■ EXERCISE AIM ■
Can you convert the entries below into a JSON list of strings, one string per line with blank lines omitted, and leave the pictures out?
__________
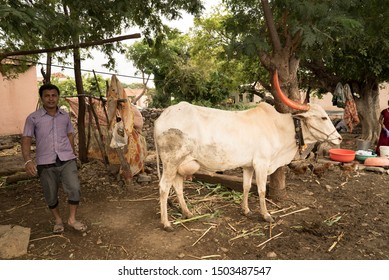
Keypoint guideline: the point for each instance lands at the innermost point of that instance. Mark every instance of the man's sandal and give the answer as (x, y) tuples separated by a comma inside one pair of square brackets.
[(58, 229), (78, 226)]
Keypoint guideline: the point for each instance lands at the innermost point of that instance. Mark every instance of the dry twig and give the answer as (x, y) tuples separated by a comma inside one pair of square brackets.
[(244, 234), (297, 211), (20, 206), (50, 236), (282, 210), (211, 227), (191, 219), (336, 242), (271, 238)]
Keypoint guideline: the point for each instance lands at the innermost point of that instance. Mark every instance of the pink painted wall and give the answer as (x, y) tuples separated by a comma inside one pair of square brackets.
[(19, 98)]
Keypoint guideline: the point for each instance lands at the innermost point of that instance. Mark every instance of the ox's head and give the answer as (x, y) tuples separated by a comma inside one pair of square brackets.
[(317, 126)]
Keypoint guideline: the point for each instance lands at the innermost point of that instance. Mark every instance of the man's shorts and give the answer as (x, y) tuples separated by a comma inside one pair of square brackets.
[(53, 175)]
__________
■ RESULT OF THE EXERCISE ■
[
  "Keypoint guideline: the point for each instance lands at the innermost point of that instance. Mark every instance of the man's sandal and give the answer as (x, y) tuples separated by a comma inside one pair of square brackets.",
  "[(58, 229), (78, 226)]",
  "Keypoint guideline: the point for each instance lands at the innermost point of that instance. Mark every instance of the dry twig and give the answer as (x, y) tuples separated by a comma inside one pair of square brackets.",
  "[(244, 234), (297, 211), (20, 206), (50, 236), (282, 210), (211, 227), (191, 219), (336, 242), (271, 238)]",
  "Keypoint guideline: the point for each instance lands at the innermost point of that instance. Mark every instance of the pink painted wall and give the answer as (x, y) tuples separated by a comma inside one pair of square brackets.",
  "[(19, 98)]",
  "Keypoint guideline: the point for each instance lands at the innermost point of that instance. Mark every instance of the ox's head and give the answer as (x, y) tuples separated by a comma inside one pair of square brackets.",
  "[(317, 126)]",
  "Keypoint guideline: the point for each instance lands at the innermost point of that instance. Mark every instance of the man's shorts and give the answer as (x, y) tuples separated by a comma inside one pair of square brackets.",
  "[(53, 175)]"
]